---------- Teks Bacaan ----------
SELAMAT DATANG DI ALAM MAYA ALFIKAR...

Jumat, 10 Oktober 2008

parpol islam tempo doeloe

Pendahuluan
Seperti telah diketahui bahwa, partai politik adalah institusi (kelembagaan) sosial yang terorganisasi, tempat keberadaan orang-orang atau golongan-golongan yang sepandangan (sealiran) politik, berusaha untuk memperoleh serta menggunakan dan mempertahankan kekuasaan politik supaya dapat mempengaruhi kebijakan umum (mengikat masyarakat) dalam kehidupan kenegaraan. Dari sini dapat dipahami bahwa yang dimaksud dengan partai politik Islam adalah partai politik yang berhaluan Islam, dengan konsekuensi segala aturan main partai harus sesuai dengan nilai-nilai keislaman.
Partai-Partai politik Islam Pra Kemerdekaan
• Partai Sjarekat Islam Indonesia (PSII)
Partai Syarikat Islam Indonesia adalah hasil dari perpanjangan tangan SDI (Syarikat dagang Indonesia) yang berdiri pada tahun 1905, selanjutnya pada tahun 1911 SDI berubah lagi menjadi Syarikat Islam (SI) yang kemudian dipimpin oleh HOS Tjokroaminoto. Aktifitas syarikat Islam sejak awal berdiri sudah menunjukkan karakter yang sesungguhnya merupakan gerakan politik. Dalam waktu dekat SI ini telah berkembang pesat yang anggotanya mencapai sekitar 2,5 juta jiwa. Pada perjalanan selanjutny, kepopuleran SI ternyata tidak bertahan lama. Pada tahun 1921 SI berubah nama menajdi Partai Syarikat Islam (PSI) akhirnya pada tahun 1930, PSI berganti nama lagi mnjadi Partai Syariat Islam Indonesia (PSII).
Pada sekitar pertengahann tahun 1948 tiba-tiba partai syarikat Islam Indonesia(PSII) ini muncul kembali secara politis sedang menemukan persatuan yang kokoh di bawah panji-panji Partai Masjumi, banyak pengamat mensinyalir bahwa awal mula terjadinya perpecahan poitik Islam berawal dari lahirnya PSII ini yang mulai melumpuhkan kekuatan persatuan politik Islam. Sebab setelah PSII, NU sebagai pendukung utama masyumi pun ikut melepaskan diri dari masyumi.
• Partai Islam Indonesia (PII)
Partai Islam Indonesia didirikan pada tanggal 4 Desember 1938 oleh para tokoh Muhammadiyah, yang kemudian dipimpin (diketuai) oleh Dokter Soekiman. Secara embrional partai ini berasal dari forum diskusi yang didirikan oleh KH. Mas Mansur pada bulan Juli 1938 yang disebutnya Islam Study Club. Klub studi ini bertujuan: “untuk menjembatani kesenjangan antara kaum intelektual muslim dengan umat Islam, meningkatkan pengetahuan Islam dan untuk mempercepat kerjasama antar umat Islam dengan intelektual muslim untuk kepentingan Islam”. Dalam waktu singkat PII berhasil mengembangkan sayapnya dengan dukungan dari cabang-cabang Muhammadiyah, mencapai 145 cabang di seluruh Indonesia. Namun kemudian kegiatannya harus berhenti ketika pecah perang pasifik.
---------- Data yang Diberikan ----------
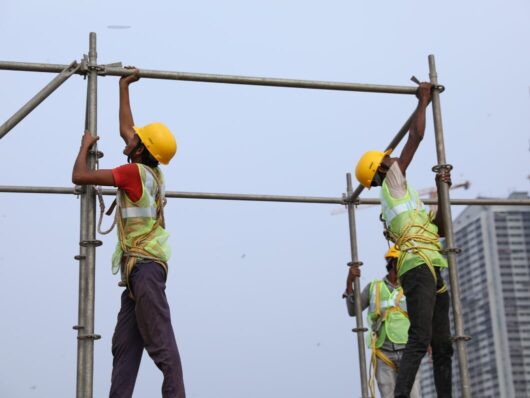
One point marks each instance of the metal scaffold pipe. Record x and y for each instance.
(38, 98)
(266, 198)
(88, 243)
(359, 329)
(106, 70)
(445, 208)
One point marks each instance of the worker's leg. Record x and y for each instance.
(420, 291)
(127, 349)
(415, 392)
(386, 375)
(154, 322)
(416, 387)
(442, 347)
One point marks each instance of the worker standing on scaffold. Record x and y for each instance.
(142, 252)
(415, 234)
(389, 325)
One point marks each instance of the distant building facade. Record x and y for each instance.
(494, 274)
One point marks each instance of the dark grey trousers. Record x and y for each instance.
(429, 325)
(145, 322)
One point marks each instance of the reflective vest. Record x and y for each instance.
(410, 227)
(141, 232)
(387, 315)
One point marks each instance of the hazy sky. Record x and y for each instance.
(254, 288)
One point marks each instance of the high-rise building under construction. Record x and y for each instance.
(494, 274)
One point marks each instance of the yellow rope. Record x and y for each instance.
(137, 250)
(407, 241)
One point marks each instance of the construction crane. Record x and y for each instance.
(429, 192)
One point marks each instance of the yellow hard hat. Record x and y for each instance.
(158, 140)
(392, 253)
(368, 165)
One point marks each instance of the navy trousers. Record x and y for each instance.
(429, 325)
(145, 322)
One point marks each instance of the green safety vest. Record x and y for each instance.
(141, 232)
(410, 227)
(387, 315)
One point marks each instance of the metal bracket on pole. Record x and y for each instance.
(93, 242)
(89, 337)
(461, 338)
(447, 250)
(98, 154)
(102, 71)
(38, 98)
(439, 167)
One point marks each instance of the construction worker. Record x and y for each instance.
(389, 324)
(142, 251)
(416, 234)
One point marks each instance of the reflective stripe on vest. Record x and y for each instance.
(388, 303)
(150, 186)
(412, 203)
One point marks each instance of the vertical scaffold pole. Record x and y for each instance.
(88, 245)
(459, 337)
(360, 329)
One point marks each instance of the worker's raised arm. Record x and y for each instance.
(417, 126)
(81, 174)
(126, 119)
(442, 177)
(349, 294)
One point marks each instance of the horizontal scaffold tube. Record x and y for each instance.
(105, 70)
(268, 198)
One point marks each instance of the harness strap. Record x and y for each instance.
(136, 251)
(411, 242)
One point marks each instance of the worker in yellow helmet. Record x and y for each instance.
(389, 324)
(416, 233)
(142, 252)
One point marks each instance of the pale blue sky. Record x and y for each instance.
(254, 288)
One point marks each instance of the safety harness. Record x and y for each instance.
(380, 319)
(416, 237)
(137, 250)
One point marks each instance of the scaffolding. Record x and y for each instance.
(88, 67)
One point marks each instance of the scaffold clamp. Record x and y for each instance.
(98, 154)
(456, 250)
(90, 242)
(89, 337)
(461, 338)
(357, 330)
(439, 167)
----------
Tugas yang Dikerjakan:
#1 Salin bagian teks tentang partai politik Islam, mulai dari "parpol islam tempo" dan terus sampai "dengan nilai-nilai keislaman.".
#2 Menurut teks tentang partai politik Islam, pada tanggal berapa Partai Islam Indonesia didirikan?

Jawaban Lengkap:
#1
parpol islam tempo doeloe

Pendahuluan
Seperti telah diketahui bahwa, partai politik adalah institusi (kelembagaan) sosial yang terorganisasi, tempat keberadaan orang-orang atau golongan-golongan yang sepandangan (sealiran) politik, berusaha untuk memperoleh serta menggunakan dan mempertahankan kekuasaan politik supaya dapat mempengaruhi kebijakan umum (mengikat masyarakat) dalam kehidupan kenegaraan. Dari sini dapat dipahami bahwa yang dimaksud dengan partai politik Islam adalah partai politik yang berhaluan Islam, dengan konsekuensi segala aturan main partai harus sesuai dengan nilai-nilai keislaman.

#2 Pada tanggal 4 Desember 1938.